--- BEGIN Extracted information ---
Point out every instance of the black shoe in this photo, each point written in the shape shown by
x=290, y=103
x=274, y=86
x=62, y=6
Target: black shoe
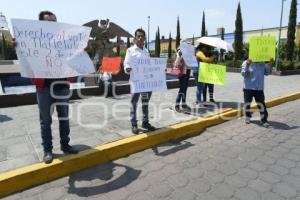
--- END Extracted information ---
Given exercise: Update these lines by changing every "black shoe" to "brown shoe", keeping everything else the same, and leave the pictures out.

Task answer:
Point out every instance of the brown shoe in this photo, each point written in the shape shown by
x=290, y=103
x=274, y=86
x=62, y=6
Target: brown shoe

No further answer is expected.